Hungary’s problems are not going away

But why would they? Any sane politician, realizing the negative impact of his government’s statements on the financial markets, would have carved out a little wiggle room. But not the new Hungarian government. In the early afternoon Péter Szijjártó, who is the prime minister’s not the government’s spokesman, in effect repeated what Lajos Kósa said yesterday, which had sent the Hungarian forint into a tailspin. So today the forint fell even more against the euro (which itself was very weak), closing at 289.225 forints to the euro, whereas yesterday it was just a little over 282. At one o’clock the stock exchange began to fall precipitously. Not surprisingly Hungary’s largest bank, OTP, was the hardest hit. Trading in OTP was suspended for a while, and by the close of trading it was down 11%.

Analysts simply don’t understand what is in the heads of the Fidesz politicians, though all sorts of theories are circulating. I don’t think that I will be able to come up with any answer. Instead I will try to piece together the events and comment on them.

Let me start by stating my strong belief that yesterday’s political announcements were coordinated. It couldn’t have been a coincidence that Lajos Kósa and Mihály Varga came out on the very same day with very similar messages about the dire state of the Hungarian economy. It is also no coincidence, in my opinion, that these announcements were made on the same day that Viktor Orbán was meeting with José Manuel Barroso in Brussels. Let’s fix the approximate timeline of these events based on the time that the MTI reports were released. The world learned about Kósa’s speech at 2:45, about Varga’s comments at 3:00, and MTI reported on the press conference after the Orbán-Barroso meeting at 4:39.Thus, it seems that the Kósa-Varga speeches were timed to precede Orbán’s meeting with Barroso.

* _Raw data_
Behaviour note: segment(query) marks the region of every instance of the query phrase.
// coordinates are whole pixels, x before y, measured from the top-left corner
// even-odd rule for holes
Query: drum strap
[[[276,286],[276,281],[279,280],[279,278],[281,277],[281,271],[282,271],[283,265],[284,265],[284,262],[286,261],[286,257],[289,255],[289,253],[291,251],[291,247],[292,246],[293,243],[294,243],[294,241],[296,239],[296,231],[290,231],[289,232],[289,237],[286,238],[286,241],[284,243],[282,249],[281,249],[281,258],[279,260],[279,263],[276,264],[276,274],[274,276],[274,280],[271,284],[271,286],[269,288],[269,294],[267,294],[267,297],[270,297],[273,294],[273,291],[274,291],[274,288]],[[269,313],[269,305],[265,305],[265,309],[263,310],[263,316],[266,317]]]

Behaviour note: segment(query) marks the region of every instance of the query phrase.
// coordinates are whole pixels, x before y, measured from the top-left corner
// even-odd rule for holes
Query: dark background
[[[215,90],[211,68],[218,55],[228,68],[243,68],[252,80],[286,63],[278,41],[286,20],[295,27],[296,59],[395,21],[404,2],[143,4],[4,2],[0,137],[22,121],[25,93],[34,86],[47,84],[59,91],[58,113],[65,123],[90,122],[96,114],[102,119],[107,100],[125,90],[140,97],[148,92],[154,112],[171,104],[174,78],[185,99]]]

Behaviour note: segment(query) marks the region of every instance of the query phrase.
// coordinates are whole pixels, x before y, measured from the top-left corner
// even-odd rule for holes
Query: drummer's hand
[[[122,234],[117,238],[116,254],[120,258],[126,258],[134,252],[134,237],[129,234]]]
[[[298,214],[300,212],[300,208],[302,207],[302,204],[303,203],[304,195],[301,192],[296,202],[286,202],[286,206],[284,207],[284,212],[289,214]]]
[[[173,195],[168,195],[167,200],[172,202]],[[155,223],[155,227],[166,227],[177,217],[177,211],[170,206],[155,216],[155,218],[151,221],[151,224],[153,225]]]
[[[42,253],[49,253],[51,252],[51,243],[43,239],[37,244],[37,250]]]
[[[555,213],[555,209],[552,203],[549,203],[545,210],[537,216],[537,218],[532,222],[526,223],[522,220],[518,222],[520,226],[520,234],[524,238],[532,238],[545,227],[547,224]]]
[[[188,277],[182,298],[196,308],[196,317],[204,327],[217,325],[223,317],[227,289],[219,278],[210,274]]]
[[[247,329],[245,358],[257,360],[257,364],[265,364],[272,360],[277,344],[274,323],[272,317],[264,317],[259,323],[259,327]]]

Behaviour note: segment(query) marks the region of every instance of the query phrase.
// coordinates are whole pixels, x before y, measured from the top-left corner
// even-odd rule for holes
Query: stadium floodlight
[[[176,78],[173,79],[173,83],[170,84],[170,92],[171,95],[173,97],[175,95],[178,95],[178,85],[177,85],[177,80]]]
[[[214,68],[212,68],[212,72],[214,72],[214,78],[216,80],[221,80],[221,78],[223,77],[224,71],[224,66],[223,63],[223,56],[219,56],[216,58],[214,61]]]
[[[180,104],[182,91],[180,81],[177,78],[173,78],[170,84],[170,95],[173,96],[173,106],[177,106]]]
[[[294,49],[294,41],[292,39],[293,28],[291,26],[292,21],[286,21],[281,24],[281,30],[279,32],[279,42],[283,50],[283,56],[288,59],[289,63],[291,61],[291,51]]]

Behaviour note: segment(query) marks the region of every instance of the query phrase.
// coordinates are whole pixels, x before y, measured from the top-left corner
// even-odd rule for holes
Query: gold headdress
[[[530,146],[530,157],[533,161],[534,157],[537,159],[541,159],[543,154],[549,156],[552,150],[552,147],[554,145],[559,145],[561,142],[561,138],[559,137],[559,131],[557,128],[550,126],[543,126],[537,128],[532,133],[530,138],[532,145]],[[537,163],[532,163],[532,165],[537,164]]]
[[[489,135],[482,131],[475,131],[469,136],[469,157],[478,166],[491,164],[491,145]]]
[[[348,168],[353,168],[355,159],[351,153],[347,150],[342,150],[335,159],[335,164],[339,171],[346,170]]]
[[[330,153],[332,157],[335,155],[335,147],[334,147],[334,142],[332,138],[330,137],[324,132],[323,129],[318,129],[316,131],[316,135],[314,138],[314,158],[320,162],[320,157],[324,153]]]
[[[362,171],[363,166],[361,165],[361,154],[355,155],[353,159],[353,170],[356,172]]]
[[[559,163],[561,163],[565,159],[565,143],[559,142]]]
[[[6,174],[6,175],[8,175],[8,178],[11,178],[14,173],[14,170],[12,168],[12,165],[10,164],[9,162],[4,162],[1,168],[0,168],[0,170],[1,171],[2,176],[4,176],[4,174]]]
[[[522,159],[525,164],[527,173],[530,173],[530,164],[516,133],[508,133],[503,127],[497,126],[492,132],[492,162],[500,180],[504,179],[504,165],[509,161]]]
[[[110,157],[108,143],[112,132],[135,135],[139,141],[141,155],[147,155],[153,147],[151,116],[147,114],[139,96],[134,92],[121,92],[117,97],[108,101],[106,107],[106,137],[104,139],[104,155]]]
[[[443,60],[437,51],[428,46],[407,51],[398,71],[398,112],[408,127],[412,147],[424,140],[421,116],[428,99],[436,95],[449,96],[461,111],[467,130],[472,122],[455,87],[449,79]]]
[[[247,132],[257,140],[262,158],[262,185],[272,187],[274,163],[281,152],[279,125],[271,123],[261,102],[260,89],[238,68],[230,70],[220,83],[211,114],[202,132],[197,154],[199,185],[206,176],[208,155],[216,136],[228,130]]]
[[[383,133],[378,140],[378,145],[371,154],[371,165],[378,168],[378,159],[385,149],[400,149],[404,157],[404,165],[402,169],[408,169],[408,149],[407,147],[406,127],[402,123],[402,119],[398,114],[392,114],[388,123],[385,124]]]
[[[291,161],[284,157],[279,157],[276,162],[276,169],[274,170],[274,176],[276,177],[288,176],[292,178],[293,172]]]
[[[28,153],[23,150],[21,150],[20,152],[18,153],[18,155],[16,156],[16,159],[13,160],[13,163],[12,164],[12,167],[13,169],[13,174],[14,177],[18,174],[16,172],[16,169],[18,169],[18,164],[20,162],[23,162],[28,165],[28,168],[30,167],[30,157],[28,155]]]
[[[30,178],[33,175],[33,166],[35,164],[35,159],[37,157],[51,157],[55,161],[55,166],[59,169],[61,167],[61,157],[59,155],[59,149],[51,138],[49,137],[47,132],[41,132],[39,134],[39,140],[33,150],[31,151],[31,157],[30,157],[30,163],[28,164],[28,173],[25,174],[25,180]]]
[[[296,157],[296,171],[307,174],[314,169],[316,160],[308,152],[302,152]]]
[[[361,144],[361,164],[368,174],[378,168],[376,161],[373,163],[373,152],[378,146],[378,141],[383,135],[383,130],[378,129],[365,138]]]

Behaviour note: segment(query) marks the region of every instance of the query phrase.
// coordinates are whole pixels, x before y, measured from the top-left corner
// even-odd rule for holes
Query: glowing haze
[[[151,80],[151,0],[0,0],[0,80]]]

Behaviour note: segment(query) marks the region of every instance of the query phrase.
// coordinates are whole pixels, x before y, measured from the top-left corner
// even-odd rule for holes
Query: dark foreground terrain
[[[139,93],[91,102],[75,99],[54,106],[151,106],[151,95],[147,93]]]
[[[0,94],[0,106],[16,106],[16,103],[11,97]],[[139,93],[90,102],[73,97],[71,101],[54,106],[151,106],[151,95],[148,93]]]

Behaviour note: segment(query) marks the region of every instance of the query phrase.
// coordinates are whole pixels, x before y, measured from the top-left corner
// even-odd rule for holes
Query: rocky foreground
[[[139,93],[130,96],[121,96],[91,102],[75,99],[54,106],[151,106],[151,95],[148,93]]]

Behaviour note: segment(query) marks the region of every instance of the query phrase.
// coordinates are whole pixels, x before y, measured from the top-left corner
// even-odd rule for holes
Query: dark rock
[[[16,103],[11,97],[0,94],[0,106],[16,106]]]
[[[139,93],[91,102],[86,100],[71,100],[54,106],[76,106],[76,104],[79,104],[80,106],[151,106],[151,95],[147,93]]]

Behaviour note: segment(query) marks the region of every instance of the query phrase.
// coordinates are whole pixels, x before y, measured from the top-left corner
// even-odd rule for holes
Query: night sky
* * *
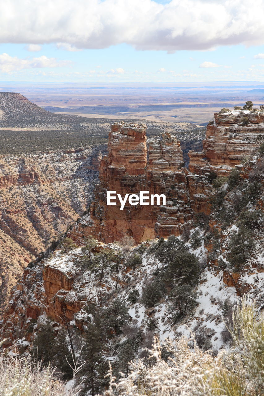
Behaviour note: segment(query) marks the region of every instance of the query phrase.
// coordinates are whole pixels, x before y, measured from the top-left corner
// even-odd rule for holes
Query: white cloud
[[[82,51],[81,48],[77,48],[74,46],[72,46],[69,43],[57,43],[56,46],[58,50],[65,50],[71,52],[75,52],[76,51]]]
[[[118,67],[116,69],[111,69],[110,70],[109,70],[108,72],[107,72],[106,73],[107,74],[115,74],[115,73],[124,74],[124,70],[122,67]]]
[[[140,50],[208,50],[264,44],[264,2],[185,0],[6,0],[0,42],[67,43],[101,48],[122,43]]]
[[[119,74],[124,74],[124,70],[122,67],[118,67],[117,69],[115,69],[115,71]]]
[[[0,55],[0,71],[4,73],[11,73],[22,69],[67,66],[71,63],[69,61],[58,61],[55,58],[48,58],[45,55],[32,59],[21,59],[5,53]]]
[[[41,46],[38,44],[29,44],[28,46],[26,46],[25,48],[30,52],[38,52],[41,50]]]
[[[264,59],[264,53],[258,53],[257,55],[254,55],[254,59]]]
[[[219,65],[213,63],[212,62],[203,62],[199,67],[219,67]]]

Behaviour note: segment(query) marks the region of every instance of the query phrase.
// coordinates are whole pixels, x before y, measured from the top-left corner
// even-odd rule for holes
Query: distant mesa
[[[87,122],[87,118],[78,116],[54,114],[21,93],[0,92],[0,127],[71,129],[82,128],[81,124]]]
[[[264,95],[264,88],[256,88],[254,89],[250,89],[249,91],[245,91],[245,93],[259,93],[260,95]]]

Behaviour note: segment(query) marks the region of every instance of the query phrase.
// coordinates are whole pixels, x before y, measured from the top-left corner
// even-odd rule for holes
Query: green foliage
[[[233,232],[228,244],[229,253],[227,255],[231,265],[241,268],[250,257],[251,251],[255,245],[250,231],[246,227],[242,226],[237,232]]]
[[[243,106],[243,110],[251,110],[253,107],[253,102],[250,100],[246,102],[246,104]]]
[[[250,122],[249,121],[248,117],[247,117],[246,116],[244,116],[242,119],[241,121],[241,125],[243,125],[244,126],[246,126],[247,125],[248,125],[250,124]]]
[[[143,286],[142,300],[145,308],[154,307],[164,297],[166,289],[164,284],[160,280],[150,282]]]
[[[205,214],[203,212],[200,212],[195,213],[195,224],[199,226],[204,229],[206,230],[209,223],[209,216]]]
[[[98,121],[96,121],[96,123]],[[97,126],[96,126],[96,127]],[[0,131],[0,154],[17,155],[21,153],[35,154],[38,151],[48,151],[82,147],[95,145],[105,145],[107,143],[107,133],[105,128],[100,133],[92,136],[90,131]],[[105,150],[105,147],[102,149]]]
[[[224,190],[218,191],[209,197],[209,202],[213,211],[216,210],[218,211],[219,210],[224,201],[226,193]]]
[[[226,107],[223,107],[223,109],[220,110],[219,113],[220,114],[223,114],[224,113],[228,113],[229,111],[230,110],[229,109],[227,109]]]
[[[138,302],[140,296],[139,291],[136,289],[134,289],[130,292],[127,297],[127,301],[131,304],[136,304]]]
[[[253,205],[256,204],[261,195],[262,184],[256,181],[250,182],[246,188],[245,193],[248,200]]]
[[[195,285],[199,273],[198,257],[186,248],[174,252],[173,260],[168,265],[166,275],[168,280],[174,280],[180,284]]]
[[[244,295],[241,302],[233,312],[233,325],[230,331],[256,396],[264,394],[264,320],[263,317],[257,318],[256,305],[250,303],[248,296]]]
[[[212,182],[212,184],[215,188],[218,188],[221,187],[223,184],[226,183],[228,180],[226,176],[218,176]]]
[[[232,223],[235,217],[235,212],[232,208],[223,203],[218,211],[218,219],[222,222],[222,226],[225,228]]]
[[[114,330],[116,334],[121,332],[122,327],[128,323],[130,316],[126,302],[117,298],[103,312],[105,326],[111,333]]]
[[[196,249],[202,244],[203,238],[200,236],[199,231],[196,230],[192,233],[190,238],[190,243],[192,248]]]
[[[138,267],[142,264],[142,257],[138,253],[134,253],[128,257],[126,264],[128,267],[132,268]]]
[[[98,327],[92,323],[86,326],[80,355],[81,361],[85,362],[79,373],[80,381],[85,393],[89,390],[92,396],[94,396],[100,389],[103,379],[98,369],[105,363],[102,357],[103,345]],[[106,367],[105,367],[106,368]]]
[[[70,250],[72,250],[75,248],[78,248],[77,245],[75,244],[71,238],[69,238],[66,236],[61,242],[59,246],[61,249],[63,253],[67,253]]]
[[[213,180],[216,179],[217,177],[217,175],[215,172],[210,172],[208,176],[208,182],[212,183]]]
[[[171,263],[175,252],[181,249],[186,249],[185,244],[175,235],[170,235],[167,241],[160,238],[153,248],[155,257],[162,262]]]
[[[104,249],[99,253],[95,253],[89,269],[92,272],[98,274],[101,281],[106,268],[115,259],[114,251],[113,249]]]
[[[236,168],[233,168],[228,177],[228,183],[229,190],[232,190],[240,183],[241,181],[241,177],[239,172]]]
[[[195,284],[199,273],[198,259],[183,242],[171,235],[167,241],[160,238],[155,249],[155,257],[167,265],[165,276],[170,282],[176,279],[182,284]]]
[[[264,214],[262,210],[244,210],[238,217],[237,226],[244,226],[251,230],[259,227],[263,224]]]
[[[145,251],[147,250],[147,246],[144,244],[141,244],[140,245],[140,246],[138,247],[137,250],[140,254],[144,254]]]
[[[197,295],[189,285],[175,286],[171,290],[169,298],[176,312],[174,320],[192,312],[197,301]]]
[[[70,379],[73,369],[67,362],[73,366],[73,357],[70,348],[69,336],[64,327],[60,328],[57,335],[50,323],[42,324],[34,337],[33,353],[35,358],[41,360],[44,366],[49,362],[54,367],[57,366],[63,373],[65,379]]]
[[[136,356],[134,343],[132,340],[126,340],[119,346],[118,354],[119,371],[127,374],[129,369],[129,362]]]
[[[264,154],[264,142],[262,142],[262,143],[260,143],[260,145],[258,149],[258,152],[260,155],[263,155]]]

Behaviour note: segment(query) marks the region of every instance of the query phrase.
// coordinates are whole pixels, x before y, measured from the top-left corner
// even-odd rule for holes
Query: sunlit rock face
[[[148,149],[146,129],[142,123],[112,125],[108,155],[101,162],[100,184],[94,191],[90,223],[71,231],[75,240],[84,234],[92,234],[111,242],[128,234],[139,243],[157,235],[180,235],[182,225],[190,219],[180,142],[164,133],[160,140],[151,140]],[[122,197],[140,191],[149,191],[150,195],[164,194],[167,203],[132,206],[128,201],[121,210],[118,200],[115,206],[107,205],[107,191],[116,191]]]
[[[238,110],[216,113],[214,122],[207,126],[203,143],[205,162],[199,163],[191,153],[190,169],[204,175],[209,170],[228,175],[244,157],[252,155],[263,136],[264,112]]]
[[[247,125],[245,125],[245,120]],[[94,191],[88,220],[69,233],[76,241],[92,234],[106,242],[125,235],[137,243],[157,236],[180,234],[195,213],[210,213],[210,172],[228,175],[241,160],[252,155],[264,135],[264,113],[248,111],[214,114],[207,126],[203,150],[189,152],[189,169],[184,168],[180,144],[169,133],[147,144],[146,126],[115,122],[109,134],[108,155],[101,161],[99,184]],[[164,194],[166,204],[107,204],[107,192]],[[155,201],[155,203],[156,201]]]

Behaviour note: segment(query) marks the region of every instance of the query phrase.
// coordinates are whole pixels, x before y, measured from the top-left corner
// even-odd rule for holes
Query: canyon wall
--
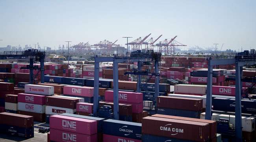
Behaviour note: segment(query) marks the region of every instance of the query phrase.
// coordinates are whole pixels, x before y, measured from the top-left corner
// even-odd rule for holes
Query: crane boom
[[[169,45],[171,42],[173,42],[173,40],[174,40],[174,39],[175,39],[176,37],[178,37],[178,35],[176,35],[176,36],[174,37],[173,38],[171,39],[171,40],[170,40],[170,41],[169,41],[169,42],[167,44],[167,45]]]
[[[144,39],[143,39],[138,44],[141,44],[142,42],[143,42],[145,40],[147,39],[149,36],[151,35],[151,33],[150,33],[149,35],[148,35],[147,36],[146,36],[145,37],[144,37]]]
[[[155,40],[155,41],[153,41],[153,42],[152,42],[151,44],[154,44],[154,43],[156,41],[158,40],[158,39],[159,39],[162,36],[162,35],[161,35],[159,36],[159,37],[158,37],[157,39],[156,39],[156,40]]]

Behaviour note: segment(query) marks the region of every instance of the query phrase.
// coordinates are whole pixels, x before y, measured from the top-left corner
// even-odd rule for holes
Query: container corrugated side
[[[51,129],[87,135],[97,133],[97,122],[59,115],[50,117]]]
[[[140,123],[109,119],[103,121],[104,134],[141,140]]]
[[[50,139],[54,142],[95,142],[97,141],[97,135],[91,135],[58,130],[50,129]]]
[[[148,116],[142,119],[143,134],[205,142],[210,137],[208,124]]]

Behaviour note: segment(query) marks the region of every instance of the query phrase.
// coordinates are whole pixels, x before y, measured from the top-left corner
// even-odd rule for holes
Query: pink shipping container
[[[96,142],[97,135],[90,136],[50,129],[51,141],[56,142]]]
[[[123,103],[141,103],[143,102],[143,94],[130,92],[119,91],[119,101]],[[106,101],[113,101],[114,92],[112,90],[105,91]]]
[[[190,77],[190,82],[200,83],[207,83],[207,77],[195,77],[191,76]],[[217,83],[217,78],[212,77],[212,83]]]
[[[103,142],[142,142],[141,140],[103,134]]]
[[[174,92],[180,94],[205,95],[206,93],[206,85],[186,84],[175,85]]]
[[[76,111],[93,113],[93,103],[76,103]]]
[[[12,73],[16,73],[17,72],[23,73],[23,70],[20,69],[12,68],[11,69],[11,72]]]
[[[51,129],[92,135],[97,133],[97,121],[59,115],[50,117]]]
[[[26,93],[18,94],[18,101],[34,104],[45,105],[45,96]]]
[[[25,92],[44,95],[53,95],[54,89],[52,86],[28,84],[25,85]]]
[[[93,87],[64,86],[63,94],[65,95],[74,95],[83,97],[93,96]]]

* _Goal of the exercise_
In the passage on Hungary's economic troubles, restate the part that begins at the words "Hungary’s problems are" and ends after "was down 11%.", changing "OTP" to "OTP Bank" throughout.

* _Answer to this problem_
Hungary’s problems are not going away

But why would they? Any sane politician, realizing the negative impact of his government’s statements on the financial markets, would have carved out a little wiggle room. But not the new Hungarian government. In the early afternoon Péter Szijjártó, who is the prime minister’s not the government’s spokesman, in effect repeated what Lajos Kósa said yesterday, which had sent the Hungarian forint into a tailspin. So today the forint fell even more against the euro (which itself was very weak), closing at 289.225 forints to the euro, whereas yesterday it was just a little over 282. At one o’clock the stock exchange began to fall precipitously. Not surprisingly Hungary’s largest bank, OTP Bank, was the hardest hit. Trading in OTP Bank was suspended for a while, and by the close of trading it was down 11%.